■ What is being asked
Can you retype only the lines from the one with "Drop a point on every instance of the rialto" through the final line of the material, exactly as given?

■ Pointing dataset records

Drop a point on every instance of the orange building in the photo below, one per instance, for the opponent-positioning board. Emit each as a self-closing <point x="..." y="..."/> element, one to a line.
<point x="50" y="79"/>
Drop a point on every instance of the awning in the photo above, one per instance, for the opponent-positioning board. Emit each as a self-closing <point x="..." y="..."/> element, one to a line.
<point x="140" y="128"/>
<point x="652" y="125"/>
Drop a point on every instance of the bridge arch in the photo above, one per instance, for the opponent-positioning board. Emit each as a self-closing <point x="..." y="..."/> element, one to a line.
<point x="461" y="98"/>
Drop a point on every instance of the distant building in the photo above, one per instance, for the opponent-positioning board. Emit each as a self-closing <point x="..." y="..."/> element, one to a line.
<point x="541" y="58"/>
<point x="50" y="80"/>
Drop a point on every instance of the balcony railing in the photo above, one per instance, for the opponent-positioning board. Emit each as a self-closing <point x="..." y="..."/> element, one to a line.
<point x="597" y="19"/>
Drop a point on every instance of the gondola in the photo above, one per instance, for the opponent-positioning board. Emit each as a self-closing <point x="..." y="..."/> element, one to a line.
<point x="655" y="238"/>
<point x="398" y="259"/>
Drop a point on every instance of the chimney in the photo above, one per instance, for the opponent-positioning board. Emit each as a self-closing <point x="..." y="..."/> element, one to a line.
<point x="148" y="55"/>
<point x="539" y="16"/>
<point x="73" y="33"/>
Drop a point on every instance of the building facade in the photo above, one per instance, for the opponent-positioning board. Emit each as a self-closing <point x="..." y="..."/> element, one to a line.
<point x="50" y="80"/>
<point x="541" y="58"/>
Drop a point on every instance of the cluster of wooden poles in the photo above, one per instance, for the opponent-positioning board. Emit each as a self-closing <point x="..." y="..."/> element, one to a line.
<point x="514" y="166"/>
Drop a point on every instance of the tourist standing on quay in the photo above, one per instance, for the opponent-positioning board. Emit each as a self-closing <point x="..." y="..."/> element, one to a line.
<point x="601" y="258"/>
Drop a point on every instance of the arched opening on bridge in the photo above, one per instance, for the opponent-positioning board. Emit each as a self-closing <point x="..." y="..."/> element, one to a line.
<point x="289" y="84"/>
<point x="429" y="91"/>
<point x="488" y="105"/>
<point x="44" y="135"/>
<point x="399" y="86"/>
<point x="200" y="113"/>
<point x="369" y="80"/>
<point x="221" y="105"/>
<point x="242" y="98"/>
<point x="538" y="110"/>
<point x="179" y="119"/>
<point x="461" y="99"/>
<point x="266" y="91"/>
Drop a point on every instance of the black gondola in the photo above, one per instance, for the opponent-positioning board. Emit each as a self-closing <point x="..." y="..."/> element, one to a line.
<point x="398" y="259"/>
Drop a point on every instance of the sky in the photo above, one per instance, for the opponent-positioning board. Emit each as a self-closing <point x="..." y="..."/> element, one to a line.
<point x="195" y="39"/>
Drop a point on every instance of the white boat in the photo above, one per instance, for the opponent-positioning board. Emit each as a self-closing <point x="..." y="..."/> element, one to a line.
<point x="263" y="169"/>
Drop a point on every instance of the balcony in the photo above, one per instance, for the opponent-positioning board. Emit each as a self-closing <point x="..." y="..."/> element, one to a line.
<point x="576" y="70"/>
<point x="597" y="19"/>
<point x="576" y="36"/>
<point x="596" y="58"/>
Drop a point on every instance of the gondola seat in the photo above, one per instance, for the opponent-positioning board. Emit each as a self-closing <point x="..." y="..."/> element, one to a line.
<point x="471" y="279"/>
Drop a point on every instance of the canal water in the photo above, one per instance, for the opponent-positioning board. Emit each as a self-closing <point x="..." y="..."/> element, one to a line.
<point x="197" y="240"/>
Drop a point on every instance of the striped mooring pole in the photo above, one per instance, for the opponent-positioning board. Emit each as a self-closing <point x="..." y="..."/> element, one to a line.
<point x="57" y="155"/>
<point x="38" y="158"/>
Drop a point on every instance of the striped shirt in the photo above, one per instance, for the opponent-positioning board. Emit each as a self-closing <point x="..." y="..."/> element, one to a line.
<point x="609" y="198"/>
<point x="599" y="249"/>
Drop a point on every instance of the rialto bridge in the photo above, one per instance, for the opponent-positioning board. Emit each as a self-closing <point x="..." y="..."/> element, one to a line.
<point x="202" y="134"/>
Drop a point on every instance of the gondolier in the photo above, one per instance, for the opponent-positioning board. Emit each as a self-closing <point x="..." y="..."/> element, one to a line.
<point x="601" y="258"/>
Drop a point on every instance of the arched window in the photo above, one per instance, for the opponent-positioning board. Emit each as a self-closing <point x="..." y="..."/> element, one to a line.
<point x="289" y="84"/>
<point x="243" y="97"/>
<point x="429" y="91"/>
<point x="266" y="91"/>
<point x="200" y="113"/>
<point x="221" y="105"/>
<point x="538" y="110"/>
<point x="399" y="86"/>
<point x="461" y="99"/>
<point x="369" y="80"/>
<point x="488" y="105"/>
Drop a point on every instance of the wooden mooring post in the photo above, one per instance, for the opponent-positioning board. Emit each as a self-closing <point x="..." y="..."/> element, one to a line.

■ Written response
Drop a point on every instance of the rialto bridge in the photo above, one per instance, for the opponent-positioning board. Emit each as a self-closing <point x="..." y="..."/> element, one to a line.
<point x="202" y="134"/>
Drop a point on every instance of the gondolier in the photo above, one per instance, for the opponent-positioning board. Emit each as a self-closing <point x="..." y="..."/> element, one to a line.
<point x="601" y="258"/>
Drop a point on every instance of the arched window in the photo above, one per instance, for the opponent-positioning board. Emit each as a self-closing <point x="..." y="..."/> element, one to a line.
<point x="289" y="84"/>
<point x="243" y="97"/>
<point x="429" y="91"/>
<point x="266" y="91"/>
<point x="200" y="113"/>
<point x="221" y="105"/>
<point x="538" y="110"/>
<point x="399" y="86"/>
<point x="461" y="99"/>
<point x="369" y="80"/>
<point x="488" y="105"/>
Drop a point on every instance of the wooden mooring post in the photo above, one per instance, for the opponent-positioning board. Emit each as a self-closing <point x="..." y="..."/> element, one to a line.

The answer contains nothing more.